■ TASK GOAL ■
Count the lines in the records below that contain the word "lamp", and reply with only that number.

++++

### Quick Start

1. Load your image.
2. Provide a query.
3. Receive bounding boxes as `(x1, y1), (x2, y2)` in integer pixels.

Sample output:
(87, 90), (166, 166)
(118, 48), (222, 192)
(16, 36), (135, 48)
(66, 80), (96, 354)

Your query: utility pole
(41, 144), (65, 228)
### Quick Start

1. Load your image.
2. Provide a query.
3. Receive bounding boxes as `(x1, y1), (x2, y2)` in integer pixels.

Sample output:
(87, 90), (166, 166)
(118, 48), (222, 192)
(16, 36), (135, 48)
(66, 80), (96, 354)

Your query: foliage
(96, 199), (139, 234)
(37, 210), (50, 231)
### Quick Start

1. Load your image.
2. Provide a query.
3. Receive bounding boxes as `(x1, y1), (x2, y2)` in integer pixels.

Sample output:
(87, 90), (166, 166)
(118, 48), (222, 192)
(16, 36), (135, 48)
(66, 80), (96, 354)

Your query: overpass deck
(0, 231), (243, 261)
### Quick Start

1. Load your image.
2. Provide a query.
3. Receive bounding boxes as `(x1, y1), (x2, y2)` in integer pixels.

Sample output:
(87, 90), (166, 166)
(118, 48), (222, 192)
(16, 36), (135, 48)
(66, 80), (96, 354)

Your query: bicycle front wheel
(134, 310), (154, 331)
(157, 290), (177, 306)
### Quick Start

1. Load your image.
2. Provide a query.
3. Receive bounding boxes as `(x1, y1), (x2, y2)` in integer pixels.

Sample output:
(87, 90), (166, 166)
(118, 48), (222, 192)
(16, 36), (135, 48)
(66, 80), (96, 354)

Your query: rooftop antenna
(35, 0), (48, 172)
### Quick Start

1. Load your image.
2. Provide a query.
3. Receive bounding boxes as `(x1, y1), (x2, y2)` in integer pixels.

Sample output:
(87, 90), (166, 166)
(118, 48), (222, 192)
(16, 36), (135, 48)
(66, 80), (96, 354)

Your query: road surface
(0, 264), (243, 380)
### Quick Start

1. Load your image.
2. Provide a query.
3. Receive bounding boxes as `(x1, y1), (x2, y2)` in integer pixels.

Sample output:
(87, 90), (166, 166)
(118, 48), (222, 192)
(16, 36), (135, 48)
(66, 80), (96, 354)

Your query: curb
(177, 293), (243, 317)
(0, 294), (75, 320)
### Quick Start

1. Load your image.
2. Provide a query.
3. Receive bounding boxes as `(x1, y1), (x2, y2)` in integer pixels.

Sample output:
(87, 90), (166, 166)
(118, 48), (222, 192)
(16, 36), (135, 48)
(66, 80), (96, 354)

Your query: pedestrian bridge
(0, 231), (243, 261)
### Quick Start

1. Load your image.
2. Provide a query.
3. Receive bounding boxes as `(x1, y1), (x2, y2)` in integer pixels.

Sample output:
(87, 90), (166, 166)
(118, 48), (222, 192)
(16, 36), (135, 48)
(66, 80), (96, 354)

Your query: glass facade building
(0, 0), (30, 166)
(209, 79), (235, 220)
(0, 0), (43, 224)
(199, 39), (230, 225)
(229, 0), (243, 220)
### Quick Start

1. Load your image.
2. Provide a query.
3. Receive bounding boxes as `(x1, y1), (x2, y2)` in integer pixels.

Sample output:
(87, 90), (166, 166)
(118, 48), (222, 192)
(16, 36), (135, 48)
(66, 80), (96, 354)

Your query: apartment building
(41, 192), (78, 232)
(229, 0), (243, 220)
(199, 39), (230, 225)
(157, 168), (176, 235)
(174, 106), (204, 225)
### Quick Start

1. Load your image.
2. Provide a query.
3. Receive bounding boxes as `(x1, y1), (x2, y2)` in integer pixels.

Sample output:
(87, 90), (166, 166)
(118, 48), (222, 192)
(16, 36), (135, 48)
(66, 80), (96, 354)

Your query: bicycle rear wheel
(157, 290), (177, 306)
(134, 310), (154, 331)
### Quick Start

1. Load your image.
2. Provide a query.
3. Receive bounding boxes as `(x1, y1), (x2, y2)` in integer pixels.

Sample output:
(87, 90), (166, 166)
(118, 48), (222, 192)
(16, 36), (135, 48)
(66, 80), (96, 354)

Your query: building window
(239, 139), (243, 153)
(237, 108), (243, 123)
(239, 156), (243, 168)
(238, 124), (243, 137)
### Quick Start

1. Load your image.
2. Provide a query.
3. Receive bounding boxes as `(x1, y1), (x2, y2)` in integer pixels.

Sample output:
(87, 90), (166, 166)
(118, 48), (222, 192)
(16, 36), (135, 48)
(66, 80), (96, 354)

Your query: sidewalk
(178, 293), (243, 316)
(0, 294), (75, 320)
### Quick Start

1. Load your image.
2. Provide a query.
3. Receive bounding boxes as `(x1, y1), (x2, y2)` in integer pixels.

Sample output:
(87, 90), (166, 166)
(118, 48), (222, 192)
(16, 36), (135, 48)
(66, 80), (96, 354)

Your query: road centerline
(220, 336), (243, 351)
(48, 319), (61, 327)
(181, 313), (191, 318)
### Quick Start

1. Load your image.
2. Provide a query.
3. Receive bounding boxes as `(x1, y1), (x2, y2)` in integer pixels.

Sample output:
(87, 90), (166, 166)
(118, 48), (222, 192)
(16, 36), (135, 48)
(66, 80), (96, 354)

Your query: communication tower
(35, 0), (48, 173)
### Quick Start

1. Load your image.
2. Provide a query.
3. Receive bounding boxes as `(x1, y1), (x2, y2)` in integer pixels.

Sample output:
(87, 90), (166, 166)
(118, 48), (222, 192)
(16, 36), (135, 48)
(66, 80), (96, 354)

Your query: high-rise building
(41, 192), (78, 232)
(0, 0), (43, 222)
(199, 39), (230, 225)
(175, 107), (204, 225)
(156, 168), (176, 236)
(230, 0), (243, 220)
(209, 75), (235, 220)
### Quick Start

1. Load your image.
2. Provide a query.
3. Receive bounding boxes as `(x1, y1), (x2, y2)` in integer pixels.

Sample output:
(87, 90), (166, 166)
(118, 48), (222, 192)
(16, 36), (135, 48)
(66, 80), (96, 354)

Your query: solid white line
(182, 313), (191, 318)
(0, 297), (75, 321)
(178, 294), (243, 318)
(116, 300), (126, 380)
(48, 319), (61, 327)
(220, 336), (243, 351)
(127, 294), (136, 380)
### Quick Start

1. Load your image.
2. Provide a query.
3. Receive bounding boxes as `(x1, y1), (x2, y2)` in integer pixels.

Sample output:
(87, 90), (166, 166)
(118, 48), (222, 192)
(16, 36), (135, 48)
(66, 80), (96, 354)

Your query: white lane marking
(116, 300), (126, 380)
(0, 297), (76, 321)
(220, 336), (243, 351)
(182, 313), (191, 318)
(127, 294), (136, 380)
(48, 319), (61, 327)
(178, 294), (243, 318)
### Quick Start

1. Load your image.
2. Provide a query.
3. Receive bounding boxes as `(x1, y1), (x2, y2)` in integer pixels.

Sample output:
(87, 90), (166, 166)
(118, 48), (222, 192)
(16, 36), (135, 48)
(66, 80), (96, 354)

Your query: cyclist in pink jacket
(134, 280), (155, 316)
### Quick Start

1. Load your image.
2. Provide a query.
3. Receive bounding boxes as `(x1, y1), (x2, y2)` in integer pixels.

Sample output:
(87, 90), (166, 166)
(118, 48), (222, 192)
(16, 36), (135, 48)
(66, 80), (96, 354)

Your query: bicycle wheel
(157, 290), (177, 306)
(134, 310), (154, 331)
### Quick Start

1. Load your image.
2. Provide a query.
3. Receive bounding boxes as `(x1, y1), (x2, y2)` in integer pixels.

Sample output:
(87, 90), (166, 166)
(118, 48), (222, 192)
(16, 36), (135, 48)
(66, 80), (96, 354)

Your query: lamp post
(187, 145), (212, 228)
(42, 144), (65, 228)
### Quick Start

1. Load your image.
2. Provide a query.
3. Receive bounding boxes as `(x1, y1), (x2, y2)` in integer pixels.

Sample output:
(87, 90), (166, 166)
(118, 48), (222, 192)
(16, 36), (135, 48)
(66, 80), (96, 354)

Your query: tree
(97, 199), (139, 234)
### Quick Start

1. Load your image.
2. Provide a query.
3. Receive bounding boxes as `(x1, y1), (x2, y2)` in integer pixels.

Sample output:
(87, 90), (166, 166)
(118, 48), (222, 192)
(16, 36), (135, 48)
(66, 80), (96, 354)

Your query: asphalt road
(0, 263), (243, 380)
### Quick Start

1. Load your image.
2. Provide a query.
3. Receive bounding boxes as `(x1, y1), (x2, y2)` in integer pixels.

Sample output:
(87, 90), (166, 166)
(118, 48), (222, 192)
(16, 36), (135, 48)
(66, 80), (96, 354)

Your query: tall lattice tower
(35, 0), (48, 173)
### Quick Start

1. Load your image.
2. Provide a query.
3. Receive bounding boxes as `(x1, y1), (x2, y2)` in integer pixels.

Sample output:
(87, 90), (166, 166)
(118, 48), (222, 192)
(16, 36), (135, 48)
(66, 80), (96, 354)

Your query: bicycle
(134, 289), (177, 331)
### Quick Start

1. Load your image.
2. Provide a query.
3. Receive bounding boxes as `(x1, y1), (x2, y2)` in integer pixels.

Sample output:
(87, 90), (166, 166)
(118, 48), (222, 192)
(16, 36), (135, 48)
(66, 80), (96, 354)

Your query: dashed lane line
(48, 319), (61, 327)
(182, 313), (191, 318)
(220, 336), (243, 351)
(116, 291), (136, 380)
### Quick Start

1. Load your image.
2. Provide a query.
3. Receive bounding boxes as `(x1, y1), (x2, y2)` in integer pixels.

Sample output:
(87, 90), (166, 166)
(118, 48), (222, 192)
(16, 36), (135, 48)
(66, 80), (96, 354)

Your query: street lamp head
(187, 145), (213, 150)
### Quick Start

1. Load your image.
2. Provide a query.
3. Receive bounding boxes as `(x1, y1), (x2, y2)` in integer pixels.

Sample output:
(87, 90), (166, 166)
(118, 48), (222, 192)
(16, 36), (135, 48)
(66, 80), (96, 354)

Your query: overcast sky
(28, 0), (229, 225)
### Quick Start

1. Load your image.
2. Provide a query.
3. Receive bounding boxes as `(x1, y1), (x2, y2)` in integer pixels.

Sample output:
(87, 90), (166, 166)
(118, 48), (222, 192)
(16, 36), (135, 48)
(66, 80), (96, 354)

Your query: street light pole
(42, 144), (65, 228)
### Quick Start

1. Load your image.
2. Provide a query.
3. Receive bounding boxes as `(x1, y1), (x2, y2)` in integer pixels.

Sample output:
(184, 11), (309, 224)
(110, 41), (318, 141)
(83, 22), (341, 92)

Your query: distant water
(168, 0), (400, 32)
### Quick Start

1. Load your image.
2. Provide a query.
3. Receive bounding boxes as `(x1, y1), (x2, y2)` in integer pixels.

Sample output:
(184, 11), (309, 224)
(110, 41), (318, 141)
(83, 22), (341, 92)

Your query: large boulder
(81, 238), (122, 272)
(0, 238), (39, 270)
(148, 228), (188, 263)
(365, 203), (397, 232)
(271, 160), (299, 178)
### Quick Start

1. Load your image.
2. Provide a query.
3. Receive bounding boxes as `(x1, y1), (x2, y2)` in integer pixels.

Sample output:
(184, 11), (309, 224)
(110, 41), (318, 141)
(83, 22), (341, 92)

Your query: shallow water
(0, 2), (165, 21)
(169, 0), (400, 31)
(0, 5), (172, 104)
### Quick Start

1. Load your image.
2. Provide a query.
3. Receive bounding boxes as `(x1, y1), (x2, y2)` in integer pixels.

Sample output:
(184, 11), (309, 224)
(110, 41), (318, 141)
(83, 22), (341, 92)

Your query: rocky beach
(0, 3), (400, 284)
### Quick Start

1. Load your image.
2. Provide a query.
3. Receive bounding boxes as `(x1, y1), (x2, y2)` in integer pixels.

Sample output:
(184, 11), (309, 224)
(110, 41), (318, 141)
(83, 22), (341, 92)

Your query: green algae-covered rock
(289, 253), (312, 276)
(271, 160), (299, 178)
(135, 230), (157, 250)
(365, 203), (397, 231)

++++

■ WRITTEN REPLY ■
2